I read your response as saying that today the XML WG would use a different production because they missed removing some combining characters (so XML names are limited to those characters which have a single codepoint in NFC?). Presumably, this would change no existing data. Do you have the list of the changes?

> ===
> We have a small timing problem, given that our next WG teleconference is scheduled for 10a.m. EST. Internationalization Working Group members should comment on-list if they feel my responses above are not consistent with working group consensus. If your WG has concerns with the any of the above, it seems that our teleconferences are at the same time. Perhaps we can resolve things "live"?

That'd be like party time at TPAC.
Let's see what remains after a few cycles and then we can see if we need to board each others' ships.

> Thanks,
> Addison
> Addison Phillips
> Globalization Architect (Lab126)
> Chair (W3C I18N WG)
> Internationalization is not a feature.
> It is an architecture.
---
# Challenges
**A)** Answer these questions about the message:
(i) When is the next WG teleconference scheduled?
(ii) Which group does Addison Phillips chair?
(iii) What event does the reply compare resolving things "live" to party time at?
**B)** Copy the message word for word, starting at "That'd be like" and ending at "is an architecture.".
The listing comes from a different source than the message.
---
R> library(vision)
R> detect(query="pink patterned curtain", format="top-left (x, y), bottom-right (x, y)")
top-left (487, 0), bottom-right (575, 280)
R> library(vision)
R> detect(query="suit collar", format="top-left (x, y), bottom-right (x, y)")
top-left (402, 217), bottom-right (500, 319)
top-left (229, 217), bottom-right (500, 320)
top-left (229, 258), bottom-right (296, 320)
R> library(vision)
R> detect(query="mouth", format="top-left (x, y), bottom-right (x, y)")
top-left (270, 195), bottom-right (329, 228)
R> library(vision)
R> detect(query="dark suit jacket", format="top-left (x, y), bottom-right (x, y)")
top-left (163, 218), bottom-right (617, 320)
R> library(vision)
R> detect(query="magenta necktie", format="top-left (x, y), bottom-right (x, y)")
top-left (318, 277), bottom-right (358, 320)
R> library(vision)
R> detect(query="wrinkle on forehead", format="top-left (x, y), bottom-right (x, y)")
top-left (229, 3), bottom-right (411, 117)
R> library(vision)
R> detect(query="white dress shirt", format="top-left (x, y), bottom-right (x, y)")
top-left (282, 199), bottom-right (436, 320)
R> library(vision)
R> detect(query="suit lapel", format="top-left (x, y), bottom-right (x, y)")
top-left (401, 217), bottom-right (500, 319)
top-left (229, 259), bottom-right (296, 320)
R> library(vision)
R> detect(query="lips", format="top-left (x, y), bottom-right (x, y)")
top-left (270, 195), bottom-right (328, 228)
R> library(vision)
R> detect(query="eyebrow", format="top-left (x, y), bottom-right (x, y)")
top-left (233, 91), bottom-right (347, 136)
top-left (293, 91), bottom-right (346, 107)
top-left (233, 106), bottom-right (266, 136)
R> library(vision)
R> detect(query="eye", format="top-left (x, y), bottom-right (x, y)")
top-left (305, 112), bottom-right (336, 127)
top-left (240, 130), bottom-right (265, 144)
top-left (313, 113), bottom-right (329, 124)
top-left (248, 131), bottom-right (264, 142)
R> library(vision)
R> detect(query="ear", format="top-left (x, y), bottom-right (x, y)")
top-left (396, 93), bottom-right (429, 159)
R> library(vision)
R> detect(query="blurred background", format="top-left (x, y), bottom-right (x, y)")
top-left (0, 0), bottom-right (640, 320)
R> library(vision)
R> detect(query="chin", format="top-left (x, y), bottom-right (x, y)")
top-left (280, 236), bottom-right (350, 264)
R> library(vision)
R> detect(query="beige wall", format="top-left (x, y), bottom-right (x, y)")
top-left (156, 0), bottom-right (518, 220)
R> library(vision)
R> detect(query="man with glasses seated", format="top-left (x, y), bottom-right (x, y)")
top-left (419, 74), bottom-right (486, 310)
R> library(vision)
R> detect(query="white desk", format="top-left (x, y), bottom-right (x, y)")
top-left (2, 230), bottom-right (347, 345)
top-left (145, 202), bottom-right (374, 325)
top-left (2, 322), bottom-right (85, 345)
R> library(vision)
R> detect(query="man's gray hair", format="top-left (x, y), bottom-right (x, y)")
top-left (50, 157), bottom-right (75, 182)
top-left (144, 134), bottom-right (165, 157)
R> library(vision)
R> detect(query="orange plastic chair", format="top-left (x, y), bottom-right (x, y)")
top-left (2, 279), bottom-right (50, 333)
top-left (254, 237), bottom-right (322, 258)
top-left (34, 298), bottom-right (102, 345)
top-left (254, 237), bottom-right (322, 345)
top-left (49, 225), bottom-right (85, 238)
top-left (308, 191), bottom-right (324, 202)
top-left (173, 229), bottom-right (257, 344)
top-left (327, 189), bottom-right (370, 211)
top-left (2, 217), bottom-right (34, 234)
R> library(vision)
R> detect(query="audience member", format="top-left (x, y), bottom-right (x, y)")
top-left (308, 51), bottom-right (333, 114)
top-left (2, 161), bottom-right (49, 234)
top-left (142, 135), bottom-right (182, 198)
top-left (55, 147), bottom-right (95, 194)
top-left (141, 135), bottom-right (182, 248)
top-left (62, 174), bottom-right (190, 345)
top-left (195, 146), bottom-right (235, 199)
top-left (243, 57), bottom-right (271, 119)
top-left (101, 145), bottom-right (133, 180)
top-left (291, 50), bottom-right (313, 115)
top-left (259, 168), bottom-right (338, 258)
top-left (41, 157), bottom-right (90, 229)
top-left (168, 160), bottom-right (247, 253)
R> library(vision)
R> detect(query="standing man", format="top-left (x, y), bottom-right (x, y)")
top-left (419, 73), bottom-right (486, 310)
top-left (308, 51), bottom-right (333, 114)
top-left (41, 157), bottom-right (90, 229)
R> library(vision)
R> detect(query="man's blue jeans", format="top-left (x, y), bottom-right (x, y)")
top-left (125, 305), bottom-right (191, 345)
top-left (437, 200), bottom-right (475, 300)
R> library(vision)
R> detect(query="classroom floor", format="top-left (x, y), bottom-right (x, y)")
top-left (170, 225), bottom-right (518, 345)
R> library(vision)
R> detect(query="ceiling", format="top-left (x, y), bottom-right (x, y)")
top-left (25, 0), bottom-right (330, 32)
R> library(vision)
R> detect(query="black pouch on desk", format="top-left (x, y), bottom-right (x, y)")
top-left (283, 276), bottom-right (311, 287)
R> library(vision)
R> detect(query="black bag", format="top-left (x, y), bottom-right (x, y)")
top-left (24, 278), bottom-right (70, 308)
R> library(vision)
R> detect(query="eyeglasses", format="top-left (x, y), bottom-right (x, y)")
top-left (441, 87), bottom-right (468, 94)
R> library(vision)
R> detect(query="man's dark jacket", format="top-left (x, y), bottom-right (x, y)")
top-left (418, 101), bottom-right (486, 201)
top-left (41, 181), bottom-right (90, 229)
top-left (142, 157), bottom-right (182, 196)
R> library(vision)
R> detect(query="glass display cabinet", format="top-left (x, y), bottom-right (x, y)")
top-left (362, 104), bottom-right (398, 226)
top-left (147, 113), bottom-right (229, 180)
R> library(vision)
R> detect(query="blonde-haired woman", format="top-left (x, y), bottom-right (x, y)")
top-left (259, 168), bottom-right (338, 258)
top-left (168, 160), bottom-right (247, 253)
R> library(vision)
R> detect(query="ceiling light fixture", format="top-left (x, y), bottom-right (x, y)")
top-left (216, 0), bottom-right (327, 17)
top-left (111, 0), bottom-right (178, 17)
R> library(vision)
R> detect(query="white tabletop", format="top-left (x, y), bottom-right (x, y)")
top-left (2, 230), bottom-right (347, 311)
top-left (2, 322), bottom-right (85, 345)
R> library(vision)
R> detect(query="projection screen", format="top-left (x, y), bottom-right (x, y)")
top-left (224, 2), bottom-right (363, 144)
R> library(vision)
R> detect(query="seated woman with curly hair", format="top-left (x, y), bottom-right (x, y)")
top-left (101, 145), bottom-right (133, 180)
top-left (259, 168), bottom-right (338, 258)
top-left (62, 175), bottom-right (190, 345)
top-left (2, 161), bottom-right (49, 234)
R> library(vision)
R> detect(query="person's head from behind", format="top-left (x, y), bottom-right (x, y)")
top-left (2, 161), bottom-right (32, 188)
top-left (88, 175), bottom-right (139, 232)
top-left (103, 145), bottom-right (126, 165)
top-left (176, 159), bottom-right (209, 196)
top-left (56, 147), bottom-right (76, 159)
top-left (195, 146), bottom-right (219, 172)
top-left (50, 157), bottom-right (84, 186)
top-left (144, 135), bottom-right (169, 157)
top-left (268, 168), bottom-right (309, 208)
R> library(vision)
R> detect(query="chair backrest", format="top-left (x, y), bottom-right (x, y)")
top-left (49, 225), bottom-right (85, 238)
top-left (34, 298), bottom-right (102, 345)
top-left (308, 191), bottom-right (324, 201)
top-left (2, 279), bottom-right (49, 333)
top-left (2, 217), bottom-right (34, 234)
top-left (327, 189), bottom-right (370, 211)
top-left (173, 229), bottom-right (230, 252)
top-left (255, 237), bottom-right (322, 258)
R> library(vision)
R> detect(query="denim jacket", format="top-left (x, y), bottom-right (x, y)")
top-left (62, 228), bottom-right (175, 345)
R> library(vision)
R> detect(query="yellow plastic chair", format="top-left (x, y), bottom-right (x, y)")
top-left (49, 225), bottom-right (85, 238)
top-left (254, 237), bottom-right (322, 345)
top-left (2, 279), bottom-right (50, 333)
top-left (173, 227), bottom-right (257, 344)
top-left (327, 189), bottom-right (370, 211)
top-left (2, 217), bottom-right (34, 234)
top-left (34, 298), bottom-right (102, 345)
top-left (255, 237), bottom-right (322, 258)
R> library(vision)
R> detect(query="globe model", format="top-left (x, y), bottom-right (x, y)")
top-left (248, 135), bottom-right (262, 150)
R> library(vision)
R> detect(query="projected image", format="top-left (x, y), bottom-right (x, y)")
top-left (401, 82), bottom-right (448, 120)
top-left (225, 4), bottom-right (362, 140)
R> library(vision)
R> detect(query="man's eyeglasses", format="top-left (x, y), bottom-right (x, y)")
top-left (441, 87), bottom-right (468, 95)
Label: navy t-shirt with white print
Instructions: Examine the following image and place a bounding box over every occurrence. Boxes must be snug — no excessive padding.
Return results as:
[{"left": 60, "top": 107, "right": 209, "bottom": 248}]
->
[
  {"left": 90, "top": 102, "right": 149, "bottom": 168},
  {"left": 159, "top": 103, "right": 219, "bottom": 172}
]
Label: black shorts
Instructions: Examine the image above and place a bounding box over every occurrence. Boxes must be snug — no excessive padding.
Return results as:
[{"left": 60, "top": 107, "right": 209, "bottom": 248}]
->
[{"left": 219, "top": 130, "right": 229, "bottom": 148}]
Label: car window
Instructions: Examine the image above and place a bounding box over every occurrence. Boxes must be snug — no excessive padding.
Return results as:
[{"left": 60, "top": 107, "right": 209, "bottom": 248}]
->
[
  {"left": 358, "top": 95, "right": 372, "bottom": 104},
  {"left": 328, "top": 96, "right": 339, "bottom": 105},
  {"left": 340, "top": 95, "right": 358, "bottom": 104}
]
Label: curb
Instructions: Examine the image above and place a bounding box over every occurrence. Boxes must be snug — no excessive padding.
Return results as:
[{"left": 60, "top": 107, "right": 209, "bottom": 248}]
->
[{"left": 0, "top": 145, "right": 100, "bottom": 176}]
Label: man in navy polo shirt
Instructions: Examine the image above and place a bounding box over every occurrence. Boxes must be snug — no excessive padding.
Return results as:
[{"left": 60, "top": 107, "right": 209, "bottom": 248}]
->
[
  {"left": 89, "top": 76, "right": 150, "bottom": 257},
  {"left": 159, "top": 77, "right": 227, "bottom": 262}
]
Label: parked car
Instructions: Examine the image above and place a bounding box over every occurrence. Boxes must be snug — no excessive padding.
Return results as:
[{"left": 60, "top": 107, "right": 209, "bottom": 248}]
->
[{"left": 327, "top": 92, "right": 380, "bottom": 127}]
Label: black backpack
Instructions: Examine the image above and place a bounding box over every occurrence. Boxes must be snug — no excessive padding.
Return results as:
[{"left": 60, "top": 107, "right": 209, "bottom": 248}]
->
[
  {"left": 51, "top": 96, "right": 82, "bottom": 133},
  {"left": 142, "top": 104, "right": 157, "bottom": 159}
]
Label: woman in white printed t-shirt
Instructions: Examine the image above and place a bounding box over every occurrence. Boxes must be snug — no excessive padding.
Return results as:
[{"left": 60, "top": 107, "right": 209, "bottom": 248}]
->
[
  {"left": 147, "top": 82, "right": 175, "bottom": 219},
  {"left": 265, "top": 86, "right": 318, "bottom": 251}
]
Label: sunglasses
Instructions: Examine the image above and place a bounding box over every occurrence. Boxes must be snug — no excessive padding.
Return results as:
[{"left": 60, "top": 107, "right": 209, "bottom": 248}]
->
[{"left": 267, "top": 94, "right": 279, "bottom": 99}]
---
# Response list
**A)**
(i) 10a.m. EST
(ii) W3C I18N WG
(iii) TPAC

**B)**
That'd be like party time at TPAC.
Let's see what remains after a few cycles and then we can see if we need to board each others' ships.

> Thanks,
> Addison
> Addison Phillips
> Globalization Architect (Lab126)
> Chair (W3C I18N WG)
> Internationalization is not a feature.
> It is an architecture.